The point of these Asian and American examples is to set out a historical pattern for Chinese advancement into a continent, regardless of any particular policy patterns by a Chinese government. And these, of course, were just earlier variations of the patterns French has explored as he trekked across the African continent for his book.

Tracking down the exploits of Chinese pioneer entrepreneurs in Africa, he finds farmers, miners, engineers, shop owners, bankers and everything in-between in Tanzania, Zambia, Mozambique, Botswana, South Africa, Namibia, Angola, Ghana, Mali, Senegal, Sierra Leone, Liberia, and Guinea. And he interviews or travels around with these people into their homes and private dining clubs, their homesteads and out there with them in their agricultural projects. Along the way he speaks with African government officials, as well as critics of this “invasion” of Chinese businessmen (and a few women), and even the occasional Chinese diplomat.

French notes that the official Chinese government (through its major state-owned enterprises or lending agencies with their massive loan book) is intent on building a network of relationships and influence through its provision of low or zero interest loans, the construction of stadiums and other public projects. Meanwhile, in the optimistic climate for African growth, individual entrepreneurial Chinese flowing into the various African countries are finding fertile ground for their own activities, most of which are not particularly tied into the official activities in any direct way. Naturally, French finds a whole collection of Chinese construction companies spreading across the continent, bidding and winning contracts for projects financed by those big Chinese investment and lending agencies. But French also finds these smaller companies are competing and winning other construction projects as well, even those financed by the US Government’s overseas investment institutions.

# To be done
A: According to the text on Chinese entrepreneurs in Africa, what does the official Chinese government provide in order to build its network of relationships and influence?
B: Resume the text on Chinese entrepreneurs in Africa, starting after its final sentence.

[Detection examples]
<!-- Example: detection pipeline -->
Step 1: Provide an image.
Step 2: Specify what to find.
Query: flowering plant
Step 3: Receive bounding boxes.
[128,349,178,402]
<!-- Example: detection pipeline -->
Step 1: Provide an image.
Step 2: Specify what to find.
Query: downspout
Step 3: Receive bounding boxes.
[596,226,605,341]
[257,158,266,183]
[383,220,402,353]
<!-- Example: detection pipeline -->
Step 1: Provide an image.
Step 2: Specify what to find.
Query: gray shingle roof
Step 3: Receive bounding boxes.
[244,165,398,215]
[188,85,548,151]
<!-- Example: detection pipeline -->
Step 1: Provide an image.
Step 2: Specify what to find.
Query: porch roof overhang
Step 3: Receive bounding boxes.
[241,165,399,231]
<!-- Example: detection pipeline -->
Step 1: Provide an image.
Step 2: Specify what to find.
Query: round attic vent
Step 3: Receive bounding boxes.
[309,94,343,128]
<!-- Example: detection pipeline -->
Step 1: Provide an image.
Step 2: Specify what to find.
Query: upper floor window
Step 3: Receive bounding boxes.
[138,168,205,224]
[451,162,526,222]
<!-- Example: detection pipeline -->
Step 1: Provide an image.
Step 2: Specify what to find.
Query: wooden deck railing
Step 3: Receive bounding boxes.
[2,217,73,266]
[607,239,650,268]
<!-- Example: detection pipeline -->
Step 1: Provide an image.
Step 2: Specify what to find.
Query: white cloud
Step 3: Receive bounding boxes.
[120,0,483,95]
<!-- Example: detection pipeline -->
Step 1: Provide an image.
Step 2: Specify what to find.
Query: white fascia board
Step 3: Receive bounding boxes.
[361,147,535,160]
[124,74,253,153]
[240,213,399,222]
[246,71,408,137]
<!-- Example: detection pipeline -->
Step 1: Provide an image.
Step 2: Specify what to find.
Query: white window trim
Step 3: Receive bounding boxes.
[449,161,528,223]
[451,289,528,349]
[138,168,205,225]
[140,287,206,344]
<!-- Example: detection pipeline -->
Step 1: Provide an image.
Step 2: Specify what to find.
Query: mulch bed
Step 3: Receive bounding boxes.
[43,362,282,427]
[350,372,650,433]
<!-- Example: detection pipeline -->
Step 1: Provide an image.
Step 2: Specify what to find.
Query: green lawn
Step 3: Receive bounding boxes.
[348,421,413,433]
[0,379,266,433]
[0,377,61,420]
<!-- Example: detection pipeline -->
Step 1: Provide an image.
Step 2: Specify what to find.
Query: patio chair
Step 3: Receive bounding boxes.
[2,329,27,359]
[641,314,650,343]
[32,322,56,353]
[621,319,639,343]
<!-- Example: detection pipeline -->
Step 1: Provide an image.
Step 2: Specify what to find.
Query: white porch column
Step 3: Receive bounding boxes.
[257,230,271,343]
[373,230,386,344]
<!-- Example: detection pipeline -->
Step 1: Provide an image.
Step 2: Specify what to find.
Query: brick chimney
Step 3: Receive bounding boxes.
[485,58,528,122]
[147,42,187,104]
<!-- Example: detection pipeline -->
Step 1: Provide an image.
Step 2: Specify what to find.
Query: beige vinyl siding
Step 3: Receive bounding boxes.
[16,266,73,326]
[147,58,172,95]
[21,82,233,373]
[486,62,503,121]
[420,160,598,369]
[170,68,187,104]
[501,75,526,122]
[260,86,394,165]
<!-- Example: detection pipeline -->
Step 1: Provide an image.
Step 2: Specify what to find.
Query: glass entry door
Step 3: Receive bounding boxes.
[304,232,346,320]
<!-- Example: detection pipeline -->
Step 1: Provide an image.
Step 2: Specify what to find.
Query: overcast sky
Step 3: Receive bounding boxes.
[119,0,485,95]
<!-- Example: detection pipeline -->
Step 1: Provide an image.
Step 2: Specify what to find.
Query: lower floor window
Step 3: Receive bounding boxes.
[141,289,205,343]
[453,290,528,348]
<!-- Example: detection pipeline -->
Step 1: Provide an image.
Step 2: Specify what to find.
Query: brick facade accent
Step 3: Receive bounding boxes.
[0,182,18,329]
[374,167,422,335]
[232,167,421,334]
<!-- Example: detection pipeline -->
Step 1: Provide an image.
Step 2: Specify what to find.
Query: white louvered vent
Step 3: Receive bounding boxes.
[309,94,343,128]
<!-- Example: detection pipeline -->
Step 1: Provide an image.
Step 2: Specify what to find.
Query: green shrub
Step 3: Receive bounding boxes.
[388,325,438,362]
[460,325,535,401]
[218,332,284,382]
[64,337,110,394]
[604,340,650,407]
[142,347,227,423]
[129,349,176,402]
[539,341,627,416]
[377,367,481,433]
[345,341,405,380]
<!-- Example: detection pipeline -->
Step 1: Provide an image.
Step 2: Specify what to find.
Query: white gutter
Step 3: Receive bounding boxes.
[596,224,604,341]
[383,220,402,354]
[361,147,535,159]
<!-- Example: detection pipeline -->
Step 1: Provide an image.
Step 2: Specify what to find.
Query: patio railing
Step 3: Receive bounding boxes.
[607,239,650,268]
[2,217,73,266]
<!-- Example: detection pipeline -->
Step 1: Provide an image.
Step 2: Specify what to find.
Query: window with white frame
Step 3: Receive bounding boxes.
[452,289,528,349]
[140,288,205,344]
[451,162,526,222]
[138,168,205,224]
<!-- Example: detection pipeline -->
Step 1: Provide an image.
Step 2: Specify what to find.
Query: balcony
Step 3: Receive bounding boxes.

# Task results
A: It provides low or zero interest loans and builds stadiums and other public projects.

B:
Despite French’s personal respect for Chinese ingenuity and purposefulness, he does not shy away from reporting the not-so-veiled racist feelings about Africans in the mouths and minds of many of his Chinese interlocutors. Too often, in their estimation, French finds these   Chinese describing Africans as lazy, dishonest and stupid, and as they marvel at the apparent unwillingness of Africans to work hard for eventual reward. French’s agricultural entrepreneurs repeatedly are astonished, for example, that the incredibly fertile, fallow land across the continent is not being intensively cultivated for produce and profit. And so here is another key element of French’s discovery about this new wave of Chinese in Africa. Rather than exponents of the prevailing political orthodoxy of China, these Chinese in Africa are rugged individualists. They are eager for profit, and, in a weird way, they see themselves as hardy pioneers in a landscape crying out for exploitation. Such people like these Chinese would barely be out of place in the vast saga of the settlement of the American west in the 19th century.

The difference, of course, is that these Chinese frontiersmen and women now exist in a globally interconnected world where, almost wherever they are, they can stay in touch with family and friends back in China via social media and the rest of the Internet’s tools and access – encouraging more immigrants and more business connections. They can watch current Chinese television entertainment and news broadcasts; they can position themselves adroitly with business information and market news; and they can network closely across the continent whenever necessary – almost no matter where they are living and working throughout Africa. This gives them a flexibility and suppleness for responses to business conditions that may well give them a decisive edge in many spheres of business going forward in their endeavours across Africa.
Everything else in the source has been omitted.